» WHAT IS EXPECTED
Which lines of the listing below contain the string "face"? List each of those lines in full, treating uppercase and lowercase letters as different.

» SOURCE RECORDS
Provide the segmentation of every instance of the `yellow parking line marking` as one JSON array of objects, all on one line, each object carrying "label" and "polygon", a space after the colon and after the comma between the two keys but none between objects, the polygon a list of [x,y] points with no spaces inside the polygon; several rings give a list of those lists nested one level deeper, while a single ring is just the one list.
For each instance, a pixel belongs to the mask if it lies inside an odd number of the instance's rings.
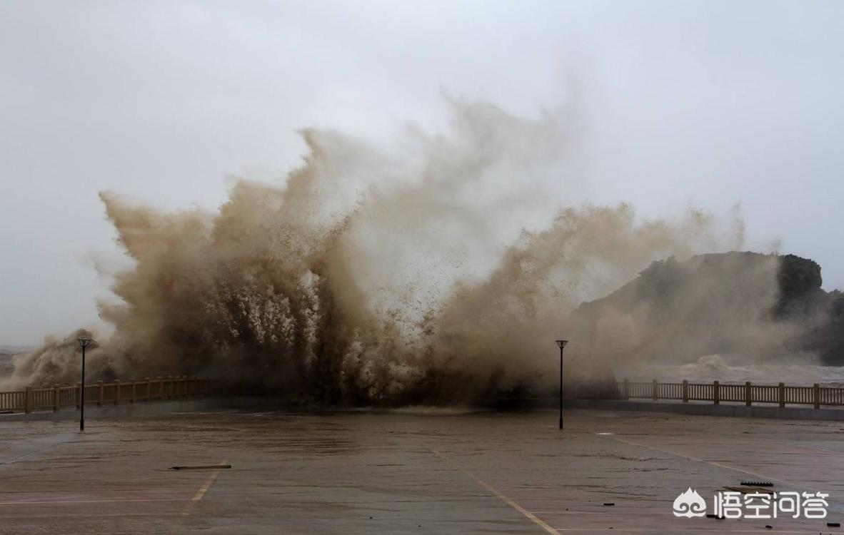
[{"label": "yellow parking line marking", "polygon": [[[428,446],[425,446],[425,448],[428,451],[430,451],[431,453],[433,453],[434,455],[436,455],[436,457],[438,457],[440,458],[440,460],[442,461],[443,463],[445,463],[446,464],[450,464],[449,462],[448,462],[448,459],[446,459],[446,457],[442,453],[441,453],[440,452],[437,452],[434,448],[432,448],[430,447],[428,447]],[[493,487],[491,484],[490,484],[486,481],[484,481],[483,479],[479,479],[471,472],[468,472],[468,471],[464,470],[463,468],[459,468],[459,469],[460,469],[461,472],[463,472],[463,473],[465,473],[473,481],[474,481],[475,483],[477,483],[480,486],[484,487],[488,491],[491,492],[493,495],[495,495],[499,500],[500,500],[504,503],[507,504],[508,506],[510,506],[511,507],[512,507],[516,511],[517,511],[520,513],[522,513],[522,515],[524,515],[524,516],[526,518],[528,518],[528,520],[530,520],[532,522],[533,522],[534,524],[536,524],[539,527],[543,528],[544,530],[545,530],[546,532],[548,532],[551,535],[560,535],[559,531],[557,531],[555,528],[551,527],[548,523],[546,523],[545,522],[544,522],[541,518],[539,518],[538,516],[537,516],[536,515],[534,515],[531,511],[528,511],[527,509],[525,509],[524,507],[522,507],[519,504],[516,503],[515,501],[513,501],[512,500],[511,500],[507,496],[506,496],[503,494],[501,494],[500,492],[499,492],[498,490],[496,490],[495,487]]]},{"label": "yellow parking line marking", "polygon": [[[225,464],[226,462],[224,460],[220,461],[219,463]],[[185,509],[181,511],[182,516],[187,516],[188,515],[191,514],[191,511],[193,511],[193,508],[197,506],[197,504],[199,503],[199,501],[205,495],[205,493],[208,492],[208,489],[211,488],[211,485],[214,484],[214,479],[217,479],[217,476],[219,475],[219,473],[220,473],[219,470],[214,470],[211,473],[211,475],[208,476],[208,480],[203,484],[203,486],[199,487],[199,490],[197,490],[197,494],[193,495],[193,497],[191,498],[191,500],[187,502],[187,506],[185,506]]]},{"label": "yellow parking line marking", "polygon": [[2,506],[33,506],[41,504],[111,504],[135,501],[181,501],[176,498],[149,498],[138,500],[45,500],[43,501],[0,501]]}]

---

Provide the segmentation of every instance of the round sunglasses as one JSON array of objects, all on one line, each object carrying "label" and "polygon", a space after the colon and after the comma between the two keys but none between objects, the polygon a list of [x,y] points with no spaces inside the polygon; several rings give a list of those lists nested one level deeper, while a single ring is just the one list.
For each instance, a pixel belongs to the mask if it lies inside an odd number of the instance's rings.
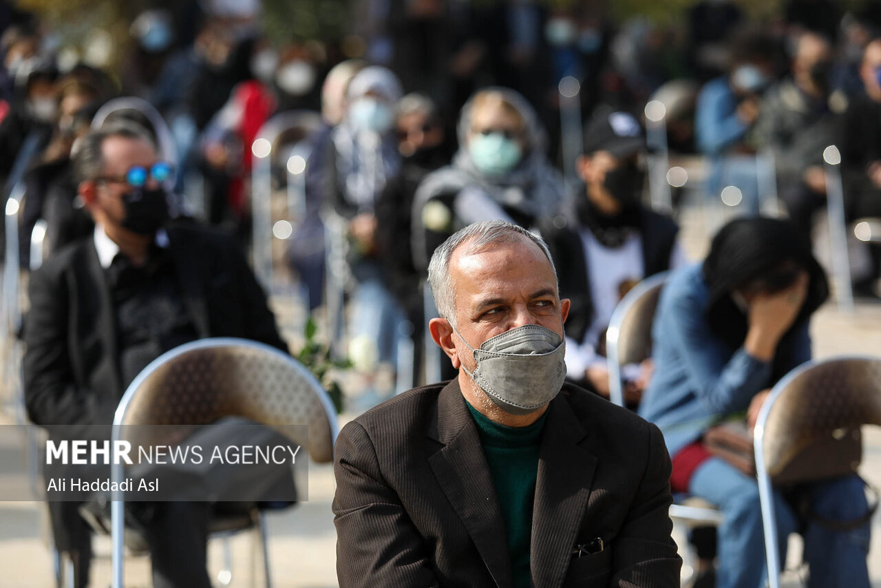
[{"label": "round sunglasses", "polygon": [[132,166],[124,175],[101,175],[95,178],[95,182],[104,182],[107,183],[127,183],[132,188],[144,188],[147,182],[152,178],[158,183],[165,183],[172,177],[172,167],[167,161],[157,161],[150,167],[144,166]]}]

--

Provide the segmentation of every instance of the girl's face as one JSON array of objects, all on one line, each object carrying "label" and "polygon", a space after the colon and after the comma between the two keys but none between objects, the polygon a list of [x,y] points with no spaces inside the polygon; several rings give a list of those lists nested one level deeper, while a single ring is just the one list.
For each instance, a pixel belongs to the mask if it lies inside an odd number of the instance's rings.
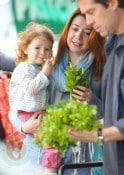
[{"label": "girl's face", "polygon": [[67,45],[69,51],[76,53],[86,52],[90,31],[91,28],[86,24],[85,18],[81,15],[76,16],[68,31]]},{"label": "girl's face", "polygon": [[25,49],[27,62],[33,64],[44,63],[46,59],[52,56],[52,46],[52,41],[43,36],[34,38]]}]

» OUTPUT
Provide the segmentation of every instance of the girl's face as one JSON array of objects, all on one line, each object carrying "label" and "polygon", a space after the colon and after the comma between the two keys but none between objects, the polygon a list of [x,y] points with no spaces inside the polygon; several rings give a list of those lists nested one level deeper, while a single ring is just the one list.
[{"label": "girl's face", "polygon": [[67,45],[69,51],[76,53],[86,52],[90,31],[91,28],[86,24],[85,18],[81,15],[76,16],[68,31]]},{"label": "girl's face", "polygon": [[25,49],[27,62],[33,64],[44,63],[46,59],[52,56],[52,46],[52,41],[43,36],[34,38]]}]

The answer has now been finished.